Task details: Revise the stretch of the Dracula article below from "Unsurprisingly, then, Gatiss" through "with their Dracula?", putting "basement" in place of "bowels".

Over seven years later, their new three-part version of Dracula hits our screens on New Year’s Day, showing on consecutive nights. Its cast features Danish actor Claes Bang in the title role, acclaimed stage actor John Heffernan as Jonathan Harker, the English solicitor who has the misfortune of visiting Dracula’s castle, and Dolly Wells as a wise-cracking nun (Gatiss himself has a minor role).
Dracula, of course, has been a stock horror figure since the Hungarian actor Bela Lugosi portrayed him in 1931, the vampire’s most famous iteration since Lugosi being Christopher Lee’s portrayal in the Hammer horror films of the late 1950s onwards. The 1970s saw both Andy Warhol and Werner Herzog have a bite at the myth, while Francis Ford Coppola’s operatic and misleadingly titled Bram Stoker’s Dracula (it is not actually all that faithful to the book) had Gary Oldman as the blood-sucking aristocrat. Since then, he’s been tamed enough to become a children’s cartoon character, Count Duckula, as well as an antagonist for Buffy the Vampire Slayer, while Robert Pattinson’s non-threatening blood-sucker was the teen heartthrob of the Twilight series. And those are just the tip of the iceberg, let alone the Halloween costume industry.
Unsurprisingly, then, Gatiss and Moffat couldn’t quite take seriously the idea of resuscitating such a hackneyed icon of horror fiction. “But then we started thinking we could actually do something with Dracula,” says Moffat, when we meet in the bowels of the British Film Institute in London ahead of a premiere screening. “And we started liking it so much that we went and pitched it to Sue. And she liked it and so here we are…”
“Sue” is Moffat’s wife, Sue Vertue, but, more to the point, she is also the producer who runs Hartswood Films, which made Sherlock. So why have Moffat and Gatiss, who became close while writing for Doctor Who and sharing train journeys to and from London and Cardiff, finally decided to engage seriously with their Dracula?
“These things go in cycles,” says Gatiss. “And because we’ve been through so many iterations of Twilight sorts of vampires, somehow it just felt right to be able to do castles and moonlight and capes. Horror should be transgressive. Horror over time becomes cosy. Dracula and Frankenstein, within 10 years [of their first screen portrayals] they were meeting up with Abbott and Costello…”

Data:
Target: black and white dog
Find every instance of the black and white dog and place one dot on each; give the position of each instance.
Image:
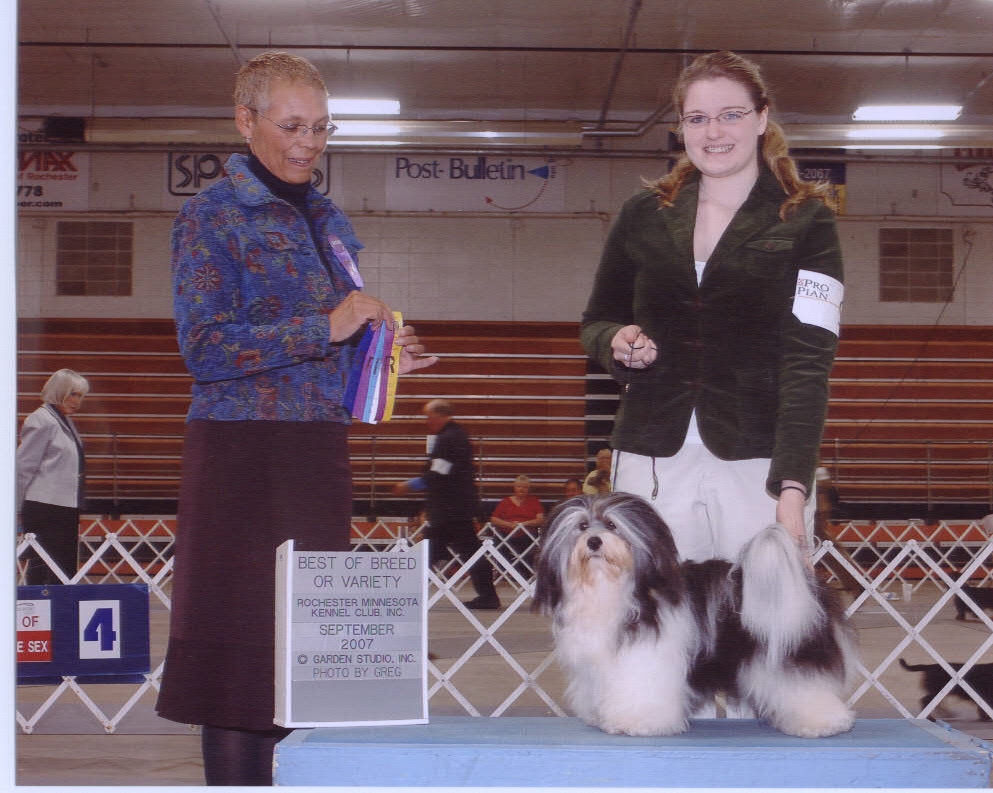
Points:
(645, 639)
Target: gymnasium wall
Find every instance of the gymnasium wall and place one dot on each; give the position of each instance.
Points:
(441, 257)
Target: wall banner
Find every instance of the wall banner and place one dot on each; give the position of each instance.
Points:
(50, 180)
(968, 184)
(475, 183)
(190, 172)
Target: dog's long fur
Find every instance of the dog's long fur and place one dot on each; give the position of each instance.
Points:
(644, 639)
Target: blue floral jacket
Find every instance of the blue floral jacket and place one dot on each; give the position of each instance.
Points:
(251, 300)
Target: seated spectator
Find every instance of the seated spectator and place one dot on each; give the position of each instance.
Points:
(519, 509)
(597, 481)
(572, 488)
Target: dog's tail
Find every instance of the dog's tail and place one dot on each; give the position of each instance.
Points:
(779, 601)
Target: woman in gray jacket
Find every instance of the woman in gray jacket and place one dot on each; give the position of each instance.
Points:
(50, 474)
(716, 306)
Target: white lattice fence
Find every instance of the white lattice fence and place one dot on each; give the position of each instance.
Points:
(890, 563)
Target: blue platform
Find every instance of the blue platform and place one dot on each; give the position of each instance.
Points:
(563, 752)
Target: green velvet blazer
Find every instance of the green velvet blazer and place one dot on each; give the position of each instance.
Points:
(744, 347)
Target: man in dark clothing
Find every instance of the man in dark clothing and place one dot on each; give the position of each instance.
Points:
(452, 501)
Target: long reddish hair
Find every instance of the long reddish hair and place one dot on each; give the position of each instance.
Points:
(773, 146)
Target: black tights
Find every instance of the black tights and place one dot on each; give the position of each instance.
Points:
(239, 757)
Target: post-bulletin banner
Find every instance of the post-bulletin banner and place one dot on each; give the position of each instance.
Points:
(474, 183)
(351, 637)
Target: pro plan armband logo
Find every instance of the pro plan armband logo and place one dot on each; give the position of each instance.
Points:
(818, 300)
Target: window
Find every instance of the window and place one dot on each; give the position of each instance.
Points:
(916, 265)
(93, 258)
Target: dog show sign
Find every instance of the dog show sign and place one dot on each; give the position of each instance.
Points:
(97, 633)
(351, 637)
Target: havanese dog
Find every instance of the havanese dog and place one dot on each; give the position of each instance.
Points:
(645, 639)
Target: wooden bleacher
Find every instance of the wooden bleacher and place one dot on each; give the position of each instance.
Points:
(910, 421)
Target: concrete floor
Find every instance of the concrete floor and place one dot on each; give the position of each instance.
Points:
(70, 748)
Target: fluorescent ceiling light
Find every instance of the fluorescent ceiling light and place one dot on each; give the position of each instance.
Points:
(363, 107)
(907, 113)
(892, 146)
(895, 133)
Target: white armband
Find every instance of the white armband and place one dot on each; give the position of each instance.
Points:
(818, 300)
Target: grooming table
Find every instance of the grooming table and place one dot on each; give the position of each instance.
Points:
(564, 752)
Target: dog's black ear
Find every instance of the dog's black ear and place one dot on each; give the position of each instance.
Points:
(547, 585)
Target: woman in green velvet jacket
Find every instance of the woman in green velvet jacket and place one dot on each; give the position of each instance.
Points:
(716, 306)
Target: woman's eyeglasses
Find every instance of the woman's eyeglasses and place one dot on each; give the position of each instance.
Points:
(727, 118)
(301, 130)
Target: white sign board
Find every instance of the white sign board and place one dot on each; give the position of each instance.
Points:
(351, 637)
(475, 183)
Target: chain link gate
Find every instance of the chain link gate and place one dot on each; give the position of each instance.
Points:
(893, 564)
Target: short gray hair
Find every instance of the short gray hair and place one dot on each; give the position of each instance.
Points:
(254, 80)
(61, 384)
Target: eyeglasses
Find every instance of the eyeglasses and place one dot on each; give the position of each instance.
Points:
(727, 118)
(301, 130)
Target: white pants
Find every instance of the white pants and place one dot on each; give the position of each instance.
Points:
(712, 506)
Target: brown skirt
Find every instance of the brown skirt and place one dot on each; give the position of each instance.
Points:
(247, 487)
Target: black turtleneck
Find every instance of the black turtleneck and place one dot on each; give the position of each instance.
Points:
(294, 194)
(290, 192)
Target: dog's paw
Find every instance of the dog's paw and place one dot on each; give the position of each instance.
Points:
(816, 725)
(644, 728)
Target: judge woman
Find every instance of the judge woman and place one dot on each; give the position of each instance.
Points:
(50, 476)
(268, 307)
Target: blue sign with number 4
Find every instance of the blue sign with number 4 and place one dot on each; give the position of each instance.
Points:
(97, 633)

==

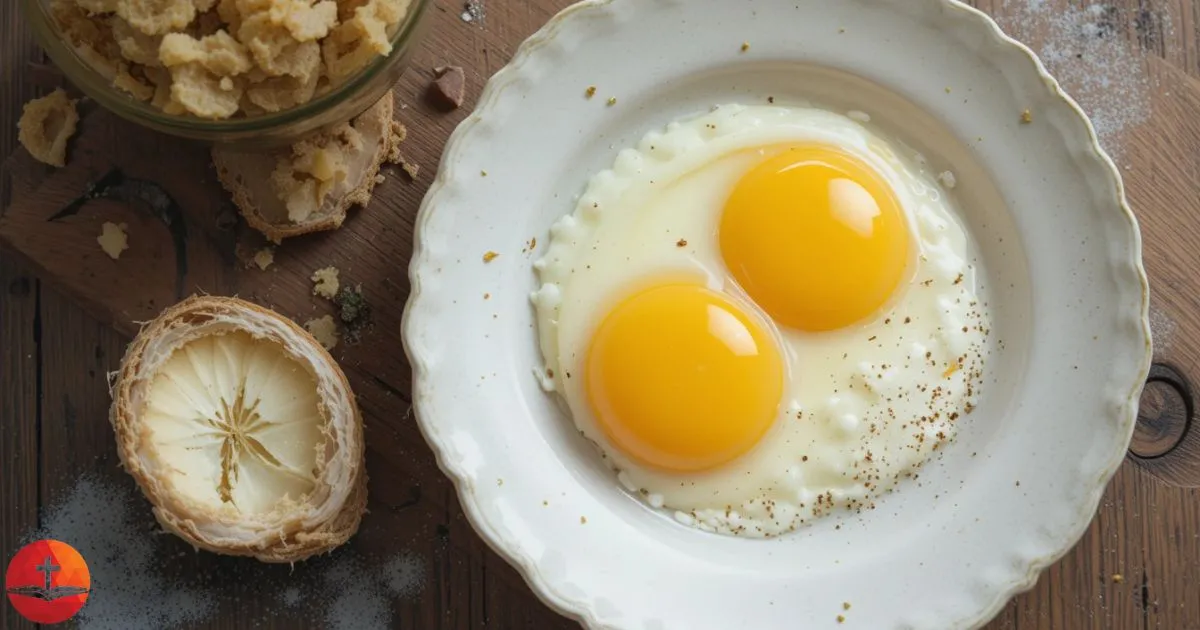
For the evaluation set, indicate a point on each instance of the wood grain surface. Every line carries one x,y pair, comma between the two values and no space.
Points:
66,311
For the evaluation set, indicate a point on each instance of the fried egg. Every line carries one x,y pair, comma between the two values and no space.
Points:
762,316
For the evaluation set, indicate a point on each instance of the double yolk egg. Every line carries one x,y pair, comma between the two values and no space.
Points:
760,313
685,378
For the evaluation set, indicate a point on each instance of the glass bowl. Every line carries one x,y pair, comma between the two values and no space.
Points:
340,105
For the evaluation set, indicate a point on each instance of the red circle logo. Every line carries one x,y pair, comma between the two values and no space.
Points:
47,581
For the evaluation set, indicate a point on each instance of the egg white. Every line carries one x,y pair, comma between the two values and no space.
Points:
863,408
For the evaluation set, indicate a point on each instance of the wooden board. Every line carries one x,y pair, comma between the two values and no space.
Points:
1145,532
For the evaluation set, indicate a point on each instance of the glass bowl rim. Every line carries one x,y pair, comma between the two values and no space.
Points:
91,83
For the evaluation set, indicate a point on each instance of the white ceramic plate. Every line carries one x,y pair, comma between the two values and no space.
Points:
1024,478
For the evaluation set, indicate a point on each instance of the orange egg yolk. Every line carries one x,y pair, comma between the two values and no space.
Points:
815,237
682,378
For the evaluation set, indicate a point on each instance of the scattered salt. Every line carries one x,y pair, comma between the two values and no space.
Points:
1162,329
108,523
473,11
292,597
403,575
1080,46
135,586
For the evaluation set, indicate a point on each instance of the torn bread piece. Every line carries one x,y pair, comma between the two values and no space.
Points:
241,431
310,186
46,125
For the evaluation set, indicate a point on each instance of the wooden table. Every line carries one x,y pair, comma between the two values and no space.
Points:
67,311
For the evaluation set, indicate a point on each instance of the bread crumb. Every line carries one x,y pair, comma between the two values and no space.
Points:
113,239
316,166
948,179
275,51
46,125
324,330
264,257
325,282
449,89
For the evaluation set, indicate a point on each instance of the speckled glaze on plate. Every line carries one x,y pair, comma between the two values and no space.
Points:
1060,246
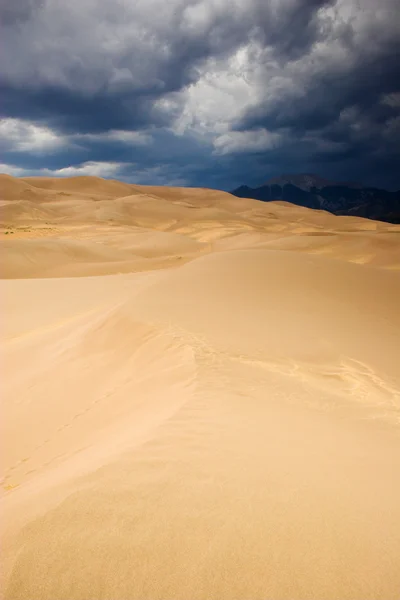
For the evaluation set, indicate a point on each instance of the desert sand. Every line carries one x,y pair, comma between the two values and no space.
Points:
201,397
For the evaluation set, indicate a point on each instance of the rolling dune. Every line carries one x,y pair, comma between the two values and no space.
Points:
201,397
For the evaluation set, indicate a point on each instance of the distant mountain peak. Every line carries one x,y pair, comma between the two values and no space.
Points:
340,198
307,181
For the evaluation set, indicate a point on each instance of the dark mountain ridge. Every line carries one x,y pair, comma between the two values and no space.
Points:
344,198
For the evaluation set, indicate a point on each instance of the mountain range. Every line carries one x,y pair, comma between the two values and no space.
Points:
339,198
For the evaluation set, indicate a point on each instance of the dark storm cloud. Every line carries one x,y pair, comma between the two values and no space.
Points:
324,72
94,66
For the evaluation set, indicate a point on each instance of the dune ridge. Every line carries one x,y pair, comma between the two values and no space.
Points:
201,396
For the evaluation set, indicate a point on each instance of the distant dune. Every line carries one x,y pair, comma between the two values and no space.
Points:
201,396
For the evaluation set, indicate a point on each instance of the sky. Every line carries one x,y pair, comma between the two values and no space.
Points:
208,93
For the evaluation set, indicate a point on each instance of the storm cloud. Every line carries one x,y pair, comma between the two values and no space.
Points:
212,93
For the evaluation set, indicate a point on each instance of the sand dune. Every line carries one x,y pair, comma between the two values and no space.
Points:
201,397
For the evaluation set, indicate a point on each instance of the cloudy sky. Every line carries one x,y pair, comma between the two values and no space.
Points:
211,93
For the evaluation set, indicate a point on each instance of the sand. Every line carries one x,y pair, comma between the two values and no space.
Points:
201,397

Final answer:
Unsurprisingly, then, Gatiss and Moffat couldn’t quite take seriously the idea of resuscitating such a hackneyed icon of horror fiction. “But then we started thinking we could actually do something with Dracula,” says Moffat, when we meet in the basement of the British Film Institute in London ahead of a premiere screening. “And we started liking it so much that we went and pitched it to Sue. And she liked it and so here we are…”
“Sue” is Moffat’s wife, Sue Vertue, but, more to the point, she is also the producer who runs Hartswood Films, which made Sherlock. So why have Moffat and Gatiss, who became close while writing for Doctor Who and sharing train journeys to and from London and Cardiff, finally decided to engage seriously with their Dracula?